= Beginning of Section =
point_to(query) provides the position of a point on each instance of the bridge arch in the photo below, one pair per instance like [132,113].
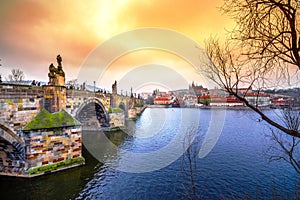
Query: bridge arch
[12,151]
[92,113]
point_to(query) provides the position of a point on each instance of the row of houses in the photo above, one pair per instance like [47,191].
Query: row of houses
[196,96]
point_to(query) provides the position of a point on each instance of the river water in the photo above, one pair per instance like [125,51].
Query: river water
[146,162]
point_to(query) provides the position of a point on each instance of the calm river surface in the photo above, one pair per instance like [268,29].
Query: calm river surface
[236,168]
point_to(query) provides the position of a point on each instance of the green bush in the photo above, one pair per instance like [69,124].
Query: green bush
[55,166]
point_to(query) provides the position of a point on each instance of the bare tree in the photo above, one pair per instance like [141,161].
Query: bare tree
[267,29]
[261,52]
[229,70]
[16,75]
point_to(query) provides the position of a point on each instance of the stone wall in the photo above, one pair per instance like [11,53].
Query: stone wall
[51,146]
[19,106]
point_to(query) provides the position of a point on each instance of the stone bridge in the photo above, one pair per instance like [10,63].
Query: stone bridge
= End of Section =
= Beginning of Section =
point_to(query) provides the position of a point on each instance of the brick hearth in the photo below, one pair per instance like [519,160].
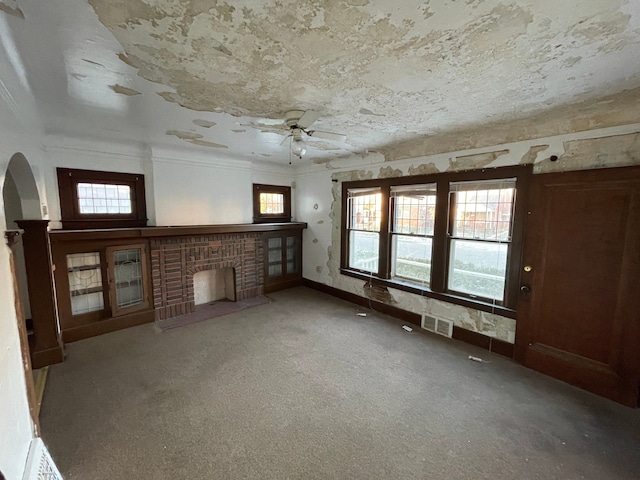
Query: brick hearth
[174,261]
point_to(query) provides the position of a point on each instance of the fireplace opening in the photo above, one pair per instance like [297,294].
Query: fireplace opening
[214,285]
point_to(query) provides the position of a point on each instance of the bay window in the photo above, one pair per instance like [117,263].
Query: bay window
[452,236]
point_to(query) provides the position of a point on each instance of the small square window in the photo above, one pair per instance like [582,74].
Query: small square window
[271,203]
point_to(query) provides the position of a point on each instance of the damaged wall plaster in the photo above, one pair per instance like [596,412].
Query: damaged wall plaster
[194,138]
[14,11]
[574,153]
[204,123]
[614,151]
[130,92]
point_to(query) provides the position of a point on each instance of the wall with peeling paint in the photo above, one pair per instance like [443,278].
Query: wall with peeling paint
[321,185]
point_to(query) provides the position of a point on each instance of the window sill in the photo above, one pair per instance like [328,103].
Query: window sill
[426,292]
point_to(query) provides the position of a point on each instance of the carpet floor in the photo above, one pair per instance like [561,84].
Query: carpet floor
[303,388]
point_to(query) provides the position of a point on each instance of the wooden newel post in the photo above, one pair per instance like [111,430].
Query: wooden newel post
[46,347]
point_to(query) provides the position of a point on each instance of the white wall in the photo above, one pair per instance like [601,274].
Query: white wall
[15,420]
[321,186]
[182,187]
= End of Section =
= Beginning of Section =
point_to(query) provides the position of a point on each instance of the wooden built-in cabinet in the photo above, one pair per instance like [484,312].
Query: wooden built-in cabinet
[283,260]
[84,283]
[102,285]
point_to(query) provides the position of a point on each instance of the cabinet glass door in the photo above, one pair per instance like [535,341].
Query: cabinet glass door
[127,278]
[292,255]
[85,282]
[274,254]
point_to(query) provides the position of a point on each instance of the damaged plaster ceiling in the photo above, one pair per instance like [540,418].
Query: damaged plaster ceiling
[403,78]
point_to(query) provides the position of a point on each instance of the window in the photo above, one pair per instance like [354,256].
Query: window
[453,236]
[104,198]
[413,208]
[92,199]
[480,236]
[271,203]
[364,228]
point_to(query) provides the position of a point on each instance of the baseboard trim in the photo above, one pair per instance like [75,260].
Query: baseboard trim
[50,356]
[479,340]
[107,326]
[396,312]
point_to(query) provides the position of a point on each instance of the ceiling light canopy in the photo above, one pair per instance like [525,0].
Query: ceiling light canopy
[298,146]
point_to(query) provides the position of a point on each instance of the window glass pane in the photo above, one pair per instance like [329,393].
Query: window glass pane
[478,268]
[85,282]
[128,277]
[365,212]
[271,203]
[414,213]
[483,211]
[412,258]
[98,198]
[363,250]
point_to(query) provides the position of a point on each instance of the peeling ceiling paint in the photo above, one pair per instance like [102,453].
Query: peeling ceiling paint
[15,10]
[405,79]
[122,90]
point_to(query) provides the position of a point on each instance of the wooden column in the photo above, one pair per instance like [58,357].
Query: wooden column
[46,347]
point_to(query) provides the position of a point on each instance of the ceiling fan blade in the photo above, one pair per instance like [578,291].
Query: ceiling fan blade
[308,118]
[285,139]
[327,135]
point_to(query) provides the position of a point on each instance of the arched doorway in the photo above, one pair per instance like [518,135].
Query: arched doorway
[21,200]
= End of Section =
▶ Task directions
Across the material above, how many lines include the string "below"? Only the number is wanted.

▶ Output for this exercise
2